## Ketentuan Latihan
1: Jawab pertanyaan berikut berdasarkan kutipan tentang smelter nikel.
(a) Dari mana rel untuk kereta cepat diperoleh?
(b) Berapa besar nilai tambah yang mengalir ke perekonomian nasional menurut Faisal Basri?
(c) Produk jadi apa yang belum diproduksi oleh satu pun pabrik smelter di Sulawesi?
2: Teruskan tulisan tentang smelter nikel itu setelah kalimat terakhirnya.

## Kutipan Teks
————
Lalu, kata Faisal Basri, produk tersebut akhirnya dijual atau diekspor ke Indonesia dalam porsi yang jauh lebih rendah, yakni semi-finished products. Sejauh ini, ia menilai tak satu pun pabrik smelter yang berada di Sulawesi telah memproduksi batere untuk kendaraan listrik atau besi baja sebagai finished products. Rel untuk kereta cepat juga masih sepenuhnya diimpor dari Cina.
Dengan demikian, ia meyakini tak ada yang meragukan bahwa smelter nikel menciptakan nilai tambah tinggi. Faisal Basri menegaskan nilai tambah yang mengalir ke perekonomian nasional tak lebih dari sekitar 10 persen.
————
Cuplikan dataset:
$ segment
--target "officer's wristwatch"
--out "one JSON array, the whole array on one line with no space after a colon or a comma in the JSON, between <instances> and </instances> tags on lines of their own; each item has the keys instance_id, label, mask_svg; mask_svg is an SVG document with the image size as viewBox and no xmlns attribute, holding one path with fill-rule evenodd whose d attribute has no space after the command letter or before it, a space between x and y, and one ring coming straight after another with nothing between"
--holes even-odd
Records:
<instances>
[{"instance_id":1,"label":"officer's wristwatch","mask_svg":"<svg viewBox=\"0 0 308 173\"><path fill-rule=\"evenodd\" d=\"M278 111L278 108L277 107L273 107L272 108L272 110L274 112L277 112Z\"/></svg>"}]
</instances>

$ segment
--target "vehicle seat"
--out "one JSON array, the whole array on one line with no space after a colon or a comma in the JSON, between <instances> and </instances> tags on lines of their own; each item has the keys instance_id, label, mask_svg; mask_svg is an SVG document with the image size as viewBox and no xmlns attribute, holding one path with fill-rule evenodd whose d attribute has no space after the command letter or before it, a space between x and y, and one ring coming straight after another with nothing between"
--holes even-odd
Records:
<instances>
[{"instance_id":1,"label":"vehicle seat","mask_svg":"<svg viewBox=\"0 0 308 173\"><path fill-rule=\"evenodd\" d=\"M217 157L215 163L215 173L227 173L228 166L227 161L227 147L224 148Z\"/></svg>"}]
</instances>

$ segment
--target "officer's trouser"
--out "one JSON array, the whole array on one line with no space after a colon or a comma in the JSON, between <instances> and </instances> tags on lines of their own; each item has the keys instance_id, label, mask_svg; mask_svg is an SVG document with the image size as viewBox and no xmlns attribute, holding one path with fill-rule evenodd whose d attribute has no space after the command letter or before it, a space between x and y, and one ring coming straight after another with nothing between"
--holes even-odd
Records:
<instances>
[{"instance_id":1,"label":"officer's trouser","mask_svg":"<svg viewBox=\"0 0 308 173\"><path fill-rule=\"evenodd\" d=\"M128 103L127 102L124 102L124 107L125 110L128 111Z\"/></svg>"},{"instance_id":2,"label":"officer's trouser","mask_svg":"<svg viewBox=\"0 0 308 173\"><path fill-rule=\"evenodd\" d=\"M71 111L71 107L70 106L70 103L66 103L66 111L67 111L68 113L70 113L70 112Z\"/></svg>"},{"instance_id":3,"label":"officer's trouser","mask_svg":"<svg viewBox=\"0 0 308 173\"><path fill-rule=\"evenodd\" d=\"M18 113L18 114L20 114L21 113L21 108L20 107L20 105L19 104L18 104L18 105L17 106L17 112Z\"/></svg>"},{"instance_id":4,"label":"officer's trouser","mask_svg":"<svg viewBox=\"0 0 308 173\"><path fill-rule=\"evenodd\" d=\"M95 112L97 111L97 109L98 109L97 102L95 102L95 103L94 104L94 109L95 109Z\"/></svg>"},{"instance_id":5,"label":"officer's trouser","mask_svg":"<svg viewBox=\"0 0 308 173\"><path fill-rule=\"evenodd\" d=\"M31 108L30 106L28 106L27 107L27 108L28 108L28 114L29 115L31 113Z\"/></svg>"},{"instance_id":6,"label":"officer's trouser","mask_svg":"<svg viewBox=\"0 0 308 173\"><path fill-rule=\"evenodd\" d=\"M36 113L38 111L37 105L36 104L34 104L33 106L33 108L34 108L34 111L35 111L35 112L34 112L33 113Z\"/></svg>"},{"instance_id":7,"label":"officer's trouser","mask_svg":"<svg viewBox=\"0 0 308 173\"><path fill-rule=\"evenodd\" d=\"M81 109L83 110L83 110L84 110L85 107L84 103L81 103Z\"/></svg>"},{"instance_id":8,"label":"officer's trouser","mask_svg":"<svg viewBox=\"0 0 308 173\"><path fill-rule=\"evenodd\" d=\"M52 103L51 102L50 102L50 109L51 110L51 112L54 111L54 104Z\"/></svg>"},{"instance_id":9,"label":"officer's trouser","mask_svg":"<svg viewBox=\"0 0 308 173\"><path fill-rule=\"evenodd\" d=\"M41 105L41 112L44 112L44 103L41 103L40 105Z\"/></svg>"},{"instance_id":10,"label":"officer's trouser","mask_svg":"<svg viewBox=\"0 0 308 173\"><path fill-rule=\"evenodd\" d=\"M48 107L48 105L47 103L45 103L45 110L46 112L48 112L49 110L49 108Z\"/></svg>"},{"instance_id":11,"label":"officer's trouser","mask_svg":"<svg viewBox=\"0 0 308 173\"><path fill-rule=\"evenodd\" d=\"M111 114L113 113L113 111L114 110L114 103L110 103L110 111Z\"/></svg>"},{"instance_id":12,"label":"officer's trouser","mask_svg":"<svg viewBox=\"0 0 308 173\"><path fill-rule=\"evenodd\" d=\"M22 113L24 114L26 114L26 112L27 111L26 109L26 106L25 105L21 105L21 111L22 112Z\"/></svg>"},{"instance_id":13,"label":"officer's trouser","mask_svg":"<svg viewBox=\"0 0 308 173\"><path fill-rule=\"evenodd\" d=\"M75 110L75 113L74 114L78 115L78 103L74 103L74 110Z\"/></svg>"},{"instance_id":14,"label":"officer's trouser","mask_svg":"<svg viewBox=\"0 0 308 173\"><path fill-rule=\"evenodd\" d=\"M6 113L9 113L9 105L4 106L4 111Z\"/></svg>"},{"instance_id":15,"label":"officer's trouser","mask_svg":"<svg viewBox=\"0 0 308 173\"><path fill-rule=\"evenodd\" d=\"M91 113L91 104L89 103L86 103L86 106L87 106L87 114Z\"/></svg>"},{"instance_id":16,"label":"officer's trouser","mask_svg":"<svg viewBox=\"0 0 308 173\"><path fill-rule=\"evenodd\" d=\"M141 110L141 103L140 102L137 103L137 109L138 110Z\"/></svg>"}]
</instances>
————
## Jawaban Latihan
1:
(a) Rel itu masih sepenuhnya diimpor dari Cina.
(b) Tak lebih dari sekitar 10 persen.
(c) Batere untuk kendaraan listrik atau besi baja.

2:
"Siapa yang menikmati nilai tambah tinggi itu? Tentu saja pihak China yang menikmatinya," tutur Faisal.
Sementara itu, Staf Khusus Menteri Keuangan Sri Mulyani Indrawati, Yustinus Prastowo mengatakan ada pemberian tarif royalti yang berbeda antara pemilik izin usaha pertambangan (IUP) yang hanya memproduksi atau menjual bijih nikel dibandingkan dengan IUP yang sekaligus memiliki smelter.
Hal itu, ujarnya, sesuai Undang-undang Nomor 3 Tahun 2020 tentang Perubahan atas Undang-Undang Nomor 4 Tahun 2009 tentang Pertambangan Mineral dan Batubara (Minerba). Berdasarkan beleid tersebut, Prastowo menuturkan bijih nikel diberikan tarof royalti 10 persen dan tarif untuk Feri Nikel atau Nikel Matte sebesar 2 persen.
"Kebijakan itu sejalan dengan amanat undang-undang bahwa pengelolaan mineral diarahkan untuk mendukung hilirisasi," kata Yustinus saat dihubungi Tempo, Jumat, 11 Agustus 2023.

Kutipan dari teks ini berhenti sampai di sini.